[begin Dataset excerpts]

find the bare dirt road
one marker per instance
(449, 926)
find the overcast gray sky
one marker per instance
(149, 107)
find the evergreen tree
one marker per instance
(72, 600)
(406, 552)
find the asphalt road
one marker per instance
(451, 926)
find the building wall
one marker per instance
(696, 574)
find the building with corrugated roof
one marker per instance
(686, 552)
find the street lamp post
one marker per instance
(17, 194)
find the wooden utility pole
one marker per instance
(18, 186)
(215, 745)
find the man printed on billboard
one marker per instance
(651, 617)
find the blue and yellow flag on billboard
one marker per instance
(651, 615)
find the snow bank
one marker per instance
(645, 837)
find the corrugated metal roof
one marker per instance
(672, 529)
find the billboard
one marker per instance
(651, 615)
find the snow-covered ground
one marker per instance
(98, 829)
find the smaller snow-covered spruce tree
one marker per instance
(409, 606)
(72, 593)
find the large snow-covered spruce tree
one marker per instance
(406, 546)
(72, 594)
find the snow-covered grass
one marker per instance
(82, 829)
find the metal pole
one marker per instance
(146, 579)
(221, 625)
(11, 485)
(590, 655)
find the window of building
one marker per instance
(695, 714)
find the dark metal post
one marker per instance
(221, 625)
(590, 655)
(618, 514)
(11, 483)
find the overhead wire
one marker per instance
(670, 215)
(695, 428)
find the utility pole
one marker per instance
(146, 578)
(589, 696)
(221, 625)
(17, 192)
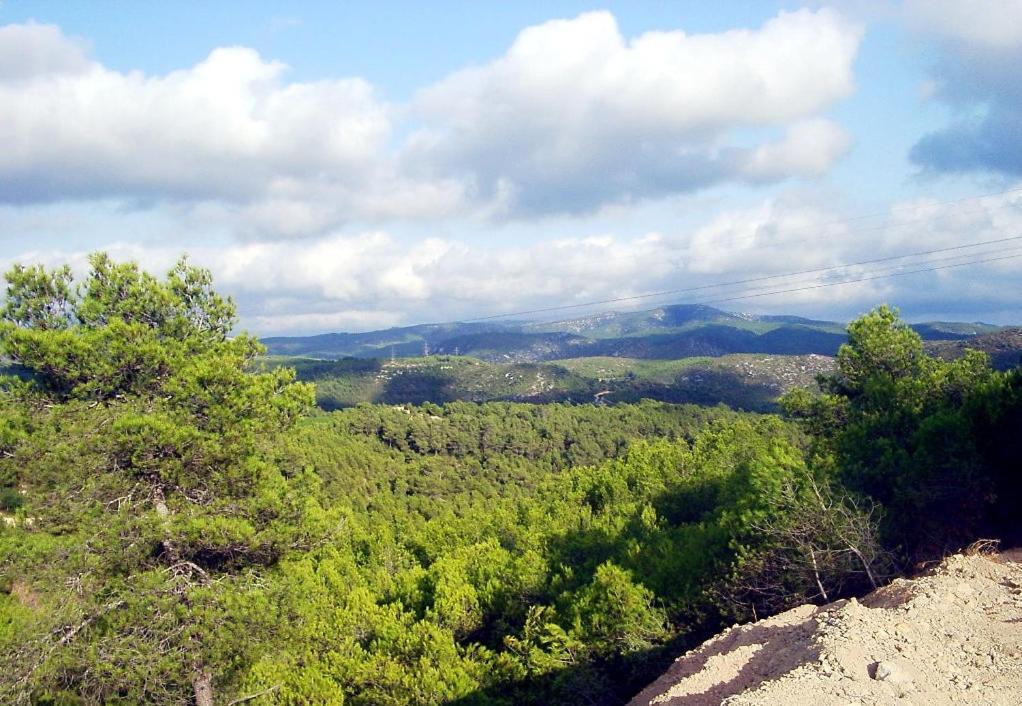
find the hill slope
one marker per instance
(746, 381)
(953, 637)
(666, 332)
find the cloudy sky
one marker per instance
(356, 166)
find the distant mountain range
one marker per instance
(664, 333)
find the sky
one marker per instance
(346, 167)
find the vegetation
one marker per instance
(664, 333)
(178, 528)
(742, 381)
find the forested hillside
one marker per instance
(181, 527)
(743, 381)
(663, 333)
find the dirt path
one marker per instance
(951, 637)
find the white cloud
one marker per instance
(808, 148)
(574, 116)
(375, 279)
(994, 24)
(228, 128)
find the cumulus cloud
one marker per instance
(575, 115)
(227, 128)
(376, 279)
(995, 24)
(976, 75)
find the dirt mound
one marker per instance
(950, 637)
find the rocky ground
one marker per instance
(953, 636)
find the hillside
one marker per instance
(1004, 347)
(950, 637)
(662, 333)
(742, 380)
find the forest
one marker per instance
(181, 525)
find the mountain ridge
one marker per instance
(662, 333)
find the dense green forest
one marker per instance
(743, 381)
(180, 529)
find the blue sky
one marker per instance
(354, 166)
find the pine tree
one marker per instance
(137, 440)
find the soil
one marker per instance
(953, 636)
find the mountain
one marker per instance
(663, 333)
(1004, 346)
(745, 381)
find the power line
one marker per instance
(816, 228)
(865, 279)
(750, 280)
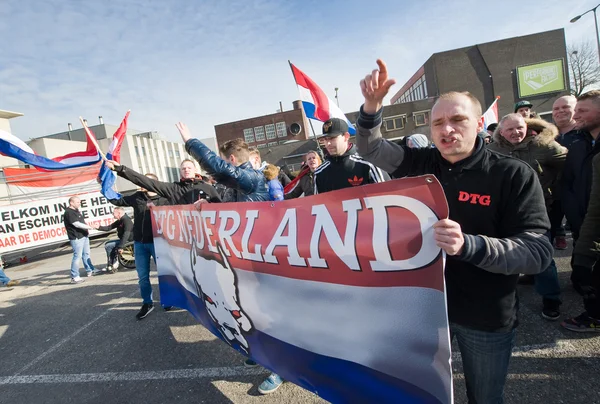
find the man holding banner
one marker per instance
(495, 231)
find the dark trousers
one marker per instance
(556, 216)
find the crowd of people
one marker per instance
(530, 175)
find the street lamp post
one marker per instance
(596, 22)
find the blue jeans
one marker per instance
(143, 252)
(485, 357)
(81, 250)
(3, 278)
(109, 246)
(546, 283)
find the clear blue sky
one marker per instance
(210, 62)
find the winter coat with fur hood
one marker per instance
(540, 151)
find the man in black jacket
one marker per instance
(124, 227)
(143, 240)
(577, 175)
(495, 230)
(343, 167)
(78, 232)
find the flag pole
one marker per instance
(92, 138)
(321, 154)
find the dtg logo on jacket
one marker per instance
(483, 200)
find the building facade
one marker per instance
(268, 130)
(531, 67)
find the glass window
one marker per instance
(394, 122)
(281, 129)
(421, 118)
(259, 132)
(270, 129)
(248, 135)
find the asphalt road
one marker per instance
(64, 343)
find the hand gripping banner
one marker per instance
(341, 293)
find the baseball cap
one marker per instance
(522, 104)
(334, 127)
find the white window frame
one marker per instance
(425, 114)
(393, 119)
(281, 129)
(248, 135)
(270, 131)
(259, 133)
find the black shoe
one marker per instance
(526, 280)
(144, 311)
(551, 309)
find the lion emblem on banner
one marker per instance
(216, 284)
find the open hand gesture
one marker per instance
(375, 87)
(448, 236)
(111, 164)
(183, 131)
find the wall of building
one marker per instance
(489, 70)
(284, 120)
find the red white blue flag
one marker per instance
(317, 105)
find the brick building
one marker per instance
(531, 67)
(268, 130)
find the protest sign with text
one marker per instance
(325, 290)
(33, 224)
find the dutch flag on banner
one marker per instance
(14, 147)
(108, 177)
(317, 105)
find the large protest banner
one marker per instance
(38, 223)
(341, 293)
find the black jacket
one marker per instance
(71, 216)
(249, 185)
(577, 180)
(124, 228)
(183, 192)
(142, 222)
(347, 170)
(499, 204)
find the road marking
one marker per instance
(197, 373)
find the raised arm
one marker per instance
(371, 146)
(164, 189)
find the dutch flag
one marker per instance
(317, 105)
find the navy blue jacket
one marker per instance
(248, 184)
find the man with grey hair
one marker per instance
(492, 235)
(577, 175)
(563, 110)
(532, 141)
(124, 227)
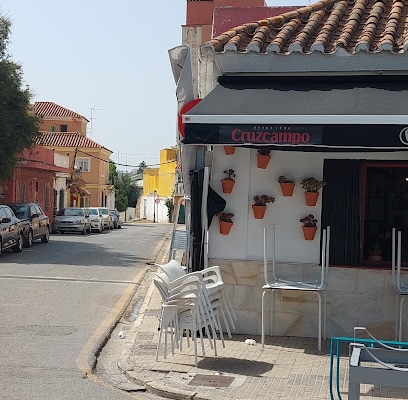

[end Dataset excerpts]

**Aim**
How many lines of the listing above contain the string "utility", matching capitalization exactly? Reply with the number alone.

**Answer to the exercise**
2